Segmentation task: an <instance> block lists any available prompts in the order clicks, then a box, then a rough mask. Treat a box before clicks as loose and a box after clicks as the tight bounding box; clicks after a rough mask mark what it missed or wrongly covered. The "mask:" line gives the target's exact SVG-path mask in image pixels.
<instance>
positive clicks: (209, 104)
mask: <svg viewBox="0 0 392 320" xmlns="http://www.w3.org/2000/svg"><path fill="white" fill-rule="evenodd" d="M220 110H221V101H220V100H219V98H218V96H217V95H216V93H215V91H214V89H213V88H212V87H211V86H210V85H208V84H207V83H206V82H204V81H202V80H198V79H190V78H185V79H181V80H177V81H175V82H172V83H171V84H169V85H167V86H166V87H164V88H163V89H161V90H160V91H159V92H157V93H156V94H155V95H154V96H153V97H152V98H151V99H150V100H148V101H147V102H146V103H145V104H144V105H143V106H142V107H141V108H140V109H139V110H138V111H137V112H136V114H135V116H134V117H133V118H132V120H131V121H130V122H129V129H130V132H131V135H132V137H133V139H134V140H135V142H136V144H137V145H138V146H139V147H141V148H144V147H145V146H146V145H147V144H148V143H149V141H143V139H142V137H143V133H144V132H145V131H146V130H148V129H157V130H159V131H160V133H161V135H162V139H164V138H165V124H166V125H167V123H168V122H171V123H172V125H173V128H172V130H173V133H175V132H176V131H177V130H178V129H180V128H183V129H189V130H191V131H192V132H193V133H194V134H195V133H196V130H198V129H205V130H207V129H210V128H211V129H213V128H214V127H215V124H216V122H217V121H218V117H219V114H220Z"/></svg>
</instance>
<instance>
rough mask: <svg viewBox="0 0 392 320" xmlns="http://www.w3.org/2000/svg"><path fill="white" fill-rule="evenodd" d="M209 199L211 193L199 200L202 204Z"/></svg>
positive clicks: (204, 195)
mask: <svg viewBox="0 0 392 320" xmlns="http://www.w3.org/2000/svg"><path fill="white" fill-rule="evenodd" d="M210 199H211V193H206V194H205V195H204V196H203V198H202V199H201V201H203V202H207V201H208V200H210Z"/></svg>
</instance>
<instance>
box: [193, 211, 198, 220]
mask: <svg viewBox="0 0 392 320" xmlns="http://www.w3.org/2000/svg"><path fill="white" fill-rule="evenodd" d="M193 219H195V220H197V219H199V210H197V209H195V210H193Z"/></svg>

• • •

▸ **Task goal**: Your job is to write out the data exactly as it stands.

▸ **Task output**:
Segmentation task: an <instance> block lists any available prompts in the order clicks, then a box, then a rough mask. Treat a box before clicks as loose and a box after clicks as the tight bounding box; clicks after a rough mask mark what it missed or wrongly covered. The "mask:" line gives the target's exact SVG-path mask in image pixels.
<instance>
positive clicks: (209, 104)
mask: <svg viewBox="0 0 392 320" xmlns="http://www.w3.org/2000/svg"><path fill="white" fill-rule="evenodd" d="M220 110H221V101H220V100H219V98H218V96H217V95H216V93H215V91H214V89H213V88H212V87H211V86H210V85H208V84H207V83H206V82H204V81H202V80H198V79H190V78H185V79H181V80H177V81H175V82H172V83H171V84H169V85H167V86H166V87H164V88H163V89H161V90H160V91H159V92H157V93H156V94H155V95H154V96H153V97H152V98H151V99H150V100H148V101H147V102H146V103H145V104H144V105H143V106H142V107H141V108H140V109H139V110H138V111H137V112H136V114H135V116H134V117H133V118H132V120H131V121H130V122H129V129H130V132H131V135H132V137H133V139H134V140H135V142H136V144H137V145H138V146H139V147H141V148H144V147H145V146H146V145H147V144H148V143H149V141H143V139H142V137H143V133H144V132H145V131H146V130H148V129H157V130H159V131H160V133H161V135H162V139H164V138H165V124H166V125H167V123H168V122H171V123H172V125H173V128H172V130H173V133H175V132H176V131H177V130H178V129H180V128H183V129H189V130H191V131H192V132H193V133H194V134H195V133H196V130H198V129H205V130H207V129H210V128H211V129H213V128H214V127H215V124H216V122H217V121H218V117H219V114H220Z"/></svg>
</instance>
<instance>
rough mask: <svg viewBox="0 0 392 320" xmlns="http://www.w3.org/2000/svg"><path fill="white" fill-rule="evenodd" d="M209 199L211 193L199 200L202 204Z"/></svg>
positive clicks: (204, 195)
mask: <svg viewBox="0 0 392 320" xmlns="http://www.w3.org/2000/svg"><path fill="white" fill-rule="evenodd" d="M210 199H211V193H206V194H205V195H204V196H203V198H202V199H201V201H203V202H207V201H208V200H210Z"/></svg>
</instance>
<instance>
box: [193, 211, 198, 220]
mask: <svg viewBox="0 0 392 320" xmlns="http://www.w3.org/2000/svg"><path fill="white" fill-rule="evenodd" d="M193 219H195V220H197V219H199V210H197V209H195V210H193Z"/></svg>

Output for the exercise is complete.